ページ抜粋:
----------------------------------------

シンキングラインのアドバンテージを列挙してみよう。まず最初に挙げたいのは、たとえ最も速く沈むライン(たとえばリードコアヘッドのような)であっても、着水と同時に深みへ急降下していくわけではないという点である。シンキングラインだからといって、メタルジグなどのようには決して沈まない。潮流がラインの沈むスピードを必ず遅くするからだ。したがって、たとえシンキングラインであっても、着水と同時にストリッピングを始めれば、サブサーフェスを効果的に釣ることができる。一方、フローティングラインでは深度をコントロールするようなことはできず、サーフェスに限られてしまう。もしも魚が表層下数ftで捕食していたら、フローティングではお手上げである。
第二のアドバンテージは、ほとんどのシンキングヘッドはフローティングラインよりも径が小さいという点だ。これはキャストのしやすさを約束するばかりではなく、よりたくさんのバッキングが巻けるということをも意味する。 |
|
|
RUNNING LINE, MONO OR BRAIDED
当たり前だが、シューティングヘッドにはランニングラインもしくはシューティングラインと呼ばれるラインが必要だ。いずれにせよ、この時の私のチョイスはサンセットライン社から「アムニージア(Amnesia)」という商品名で発売されていた40Lbテストのモノフィラメントであった。もしもブレイデッドを選ぶなら、ブレイデッドの伸びの少なさを補うために、ダクロンのバッキングとブレイデッドのランニングラインの間に100ftほどのモノフィラメント・セクションを設ける必要がある。
ノットについては、ランニングラインの種類に関わらず、ループ・トゥー・ループが最も簡単で強い結束方法だ。この方法はランニングラインとシューティングヘッドとの結束ばかりか、ランニングラインとダクロンのバッキングを結ぶためにも有効である。ループ・トゥー・ループの優れている点は、何といってもライン交換の簡便さにある。何しろラインを切ったり結んだりする必要がまったくないのだ。

----------------------------------------

保存データ:
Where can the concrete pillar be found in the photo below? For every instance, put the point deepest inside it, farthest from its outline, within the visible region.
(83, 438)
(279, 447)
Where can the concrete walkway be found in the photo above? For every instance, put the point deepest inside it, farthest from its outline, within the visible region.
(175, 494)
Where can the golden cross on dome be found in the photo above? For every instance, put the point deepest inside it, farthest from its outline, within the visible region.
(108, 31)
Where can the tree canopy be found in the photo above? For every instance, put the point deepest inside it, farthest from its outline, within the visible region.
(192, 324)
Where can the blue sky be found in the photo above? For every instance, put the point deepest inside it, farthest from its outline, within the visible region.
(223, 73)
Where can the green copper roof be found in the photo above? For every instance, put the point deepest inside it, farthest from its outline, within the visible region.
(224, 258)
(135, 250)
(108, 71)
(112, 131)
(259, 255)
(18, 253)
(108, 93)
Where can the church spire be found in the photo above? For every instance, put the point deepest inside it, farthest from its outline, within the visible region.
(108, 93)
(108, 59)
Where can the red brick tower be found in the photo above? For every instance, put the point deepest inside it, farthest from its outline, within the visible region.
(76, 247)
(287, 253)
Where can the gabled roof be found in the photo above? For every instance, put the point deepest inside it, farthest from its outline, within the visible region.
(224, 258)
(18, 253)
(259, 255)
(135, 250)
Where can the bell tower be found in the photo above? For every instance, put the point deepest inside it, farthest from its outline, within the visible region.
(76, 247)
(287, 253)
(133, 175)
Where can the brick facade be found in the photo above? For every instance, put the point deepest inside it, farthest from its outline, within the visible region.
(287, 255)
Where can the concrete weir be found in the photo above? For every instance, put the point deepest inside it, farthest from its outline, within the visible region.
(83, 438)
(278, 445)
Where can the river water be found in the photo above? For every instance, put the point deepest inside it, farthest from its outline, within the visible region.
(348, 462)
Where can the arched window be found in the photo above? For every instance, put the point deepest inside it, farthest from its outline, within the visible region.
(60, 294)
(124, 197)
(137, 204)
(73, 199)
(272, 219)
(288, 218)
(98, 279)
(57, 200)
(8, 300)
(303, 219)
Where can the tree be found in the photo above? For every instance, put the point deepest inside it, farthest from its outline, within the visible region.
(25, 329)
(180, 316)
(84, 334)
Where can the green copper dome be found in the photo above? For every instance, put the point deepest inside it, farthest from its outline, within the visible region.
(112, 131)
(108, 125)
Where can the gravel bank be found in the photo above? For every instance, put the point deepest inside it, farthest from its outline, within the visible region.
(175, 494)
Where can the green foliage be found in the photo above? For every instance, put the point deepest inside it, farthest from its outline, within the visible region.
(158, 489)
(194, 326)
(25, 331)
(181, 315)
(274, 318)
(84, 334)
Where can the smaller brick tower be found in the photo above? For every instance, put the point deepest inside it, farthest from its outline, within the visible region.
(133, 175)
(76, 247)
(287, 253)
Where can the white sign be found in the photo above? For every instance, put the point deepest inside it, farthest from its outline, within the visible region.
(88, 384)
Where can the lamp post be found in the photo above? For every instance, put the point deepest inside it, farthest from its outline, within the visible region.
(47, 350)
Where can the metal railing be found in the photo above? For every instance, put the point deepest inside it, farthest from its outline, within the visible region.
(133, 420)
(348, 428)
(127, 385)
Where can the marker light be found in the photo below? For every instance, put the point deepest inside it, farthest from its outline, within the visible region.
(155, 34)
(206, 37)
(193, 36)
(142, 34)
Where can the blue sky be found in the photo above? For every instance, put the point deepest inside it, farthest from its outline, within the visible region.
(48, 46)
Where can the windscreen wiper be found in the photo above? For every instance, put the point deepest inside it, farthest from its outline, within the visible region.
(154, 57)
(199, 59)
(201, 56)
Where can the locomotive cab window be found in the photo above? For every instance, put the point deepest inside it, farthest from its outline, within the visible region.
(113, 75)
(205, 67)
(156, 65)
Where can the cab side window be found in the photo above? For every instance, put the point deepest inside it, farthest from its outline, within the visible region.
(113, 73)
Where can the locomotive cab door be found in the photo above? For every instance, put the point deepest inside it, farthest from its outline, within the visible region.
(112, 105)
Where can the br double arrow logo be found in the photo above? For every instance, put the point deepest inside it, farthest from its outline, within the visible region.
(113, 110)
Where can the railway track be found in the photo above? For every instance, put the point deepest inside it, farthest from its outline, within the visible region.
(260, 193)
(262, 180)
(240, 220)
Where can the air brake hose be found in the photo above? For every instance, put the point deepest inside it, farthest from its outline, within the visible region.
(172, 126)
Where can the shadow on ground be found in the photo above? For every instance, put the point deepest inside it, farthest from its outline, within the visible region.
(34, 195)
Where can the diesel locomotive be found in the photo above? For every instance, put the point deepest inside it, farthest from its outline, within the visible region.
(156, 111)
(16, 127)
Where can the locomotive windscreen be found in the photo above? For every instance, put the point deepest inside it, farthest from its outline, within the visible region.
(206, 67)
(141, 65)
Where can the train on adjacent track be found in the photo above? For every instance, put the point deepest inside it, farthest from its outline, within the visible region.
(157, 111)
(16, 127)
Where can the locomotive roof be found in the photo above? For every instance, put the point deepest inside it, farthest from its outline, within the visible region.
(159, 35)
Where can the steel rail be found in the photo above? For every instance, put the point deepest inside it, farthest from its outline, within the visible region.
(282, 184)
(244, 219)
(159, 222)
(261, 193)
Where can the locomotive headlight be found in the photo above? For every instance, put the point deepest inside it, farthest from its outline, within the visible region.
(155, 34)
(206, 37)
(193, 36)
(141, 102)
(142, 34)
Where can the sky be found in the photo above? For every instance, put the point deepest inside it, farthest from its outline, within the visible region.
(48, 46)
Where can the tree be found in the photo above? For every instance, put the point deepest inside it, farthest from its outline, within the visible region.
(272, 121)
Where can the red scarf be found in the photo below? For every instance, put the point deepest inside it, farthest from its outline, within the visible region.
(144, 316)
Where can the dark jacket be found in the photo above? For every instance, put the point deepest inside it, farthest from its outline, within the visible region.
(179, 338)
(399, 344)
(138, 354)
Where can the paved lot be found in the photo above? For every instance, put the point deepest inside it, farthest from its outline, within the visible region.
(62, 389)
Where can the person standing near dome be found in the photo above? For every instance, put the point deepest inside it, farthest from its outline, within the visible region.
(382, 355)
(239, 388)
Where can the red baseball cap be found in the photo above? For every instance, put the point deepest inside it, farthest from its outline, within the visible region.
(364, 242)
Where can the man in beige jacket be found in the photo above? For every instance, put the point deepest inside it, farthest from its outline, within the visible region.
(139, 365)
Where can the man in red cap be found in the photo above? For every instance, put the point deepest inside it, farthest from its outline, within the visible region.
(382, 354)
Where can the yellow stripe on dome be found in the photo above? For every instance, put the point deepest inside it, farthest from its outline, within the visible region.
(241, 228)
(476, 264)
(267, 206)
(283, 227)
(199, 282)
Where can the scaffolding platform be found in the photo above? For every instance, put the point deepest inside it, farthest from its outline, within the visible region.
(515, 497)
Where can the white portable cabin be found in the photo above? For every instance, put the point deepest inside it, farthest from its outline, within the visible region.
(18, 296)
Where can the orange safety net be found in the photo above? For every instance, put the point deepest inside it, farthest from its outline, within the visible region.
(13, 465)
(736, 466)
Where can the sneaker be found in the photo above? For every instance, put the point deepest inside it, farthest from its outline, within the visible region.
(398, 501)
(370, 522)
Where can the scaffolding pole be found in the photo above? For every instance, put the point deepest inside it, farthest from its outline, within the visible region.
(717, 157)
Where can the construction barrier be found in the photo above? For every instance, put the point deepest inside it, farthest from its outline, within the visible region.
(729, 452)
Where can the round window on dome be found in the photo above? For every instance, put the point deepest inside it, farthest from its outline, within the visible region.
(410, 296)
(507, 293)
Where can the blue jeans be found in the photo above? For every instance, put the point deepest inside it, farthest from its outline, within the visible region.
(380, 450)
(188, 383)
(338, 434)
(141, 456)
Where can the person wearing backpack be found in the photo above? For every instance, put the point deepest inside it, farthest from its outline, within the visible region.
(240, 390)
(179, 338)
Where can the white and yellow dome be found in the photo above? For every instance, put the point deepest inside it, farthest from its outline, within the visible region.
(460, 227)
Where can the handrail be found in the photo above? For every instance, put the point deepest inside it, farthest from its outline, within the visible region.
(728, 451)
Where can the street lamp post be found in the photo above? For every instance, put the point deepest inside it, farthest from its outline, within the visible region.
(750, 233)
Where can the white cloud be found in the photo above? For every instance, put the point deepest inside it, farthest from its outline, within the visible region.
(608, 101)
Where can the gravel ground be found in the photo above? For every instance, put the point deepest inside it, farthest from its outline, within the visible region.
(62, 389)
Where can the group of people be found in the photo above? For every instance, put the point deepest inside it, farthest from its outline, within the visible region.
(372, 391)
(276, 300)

----------------------------------------

課題 1: ページ抜粋のうち、「第二のアドバンテージは、ほと」から「する必要がまったくないのだ。」までの部分を、両端の語句も含めて一字一句変えずに書き写してください。
課題 2: ページ抜粋によると、このとき筆者がランニングラインとして選んだのはどのようなラインですか。

解答 1:
第二のアドバンテージは、ほとんどのシンキングヘッドはフローティングラインよりも径が小さいという点だ。これはキャストのしやすさを約束するばかりではなく、よりたくさんのバッキングが巻けるということをも意味する。 |
|
|
RUNNING LINE, MONO OR BRAIDED
当たり前だが、シューティングヘッドにはランニングラインもしくはシューティングラインと呼ばれるラインが必要だ。いずれにせよ、この時の私のチョイスはサンセットライン社から「アムニージア(Amnesia)」という商品名で発売されていた40Lbテストのモノフィラメントであった。もしもブレイデッドを選ぶなら、ブレイデッドの伸びの少なさを補うために、ダクロンのバッキングとブレイデッドのランニングラインの間に100ftほどのモノフィラメント・セクションを設ける必要がある。
ノットについては、ランニングラインの種類に関わらず、ループ・トゥー・ループが最も簡単で強い結束方法だ。この方法はランニングラインとシューティングヘッドとの結束ばかりか、ランニングラインとダクロンのバッキングを結ぶためにも有効である。ループ・トゥー・ループの優れている点は、何といってもライン交換の簡便さにある。何しろラインを切ったり結んだりする必要がまったくないのだ。

解答 2: サンセットライン社から「アムニージア(Amnesia)」という商品名で発売されていた40Lbテストのモノフィラメントです。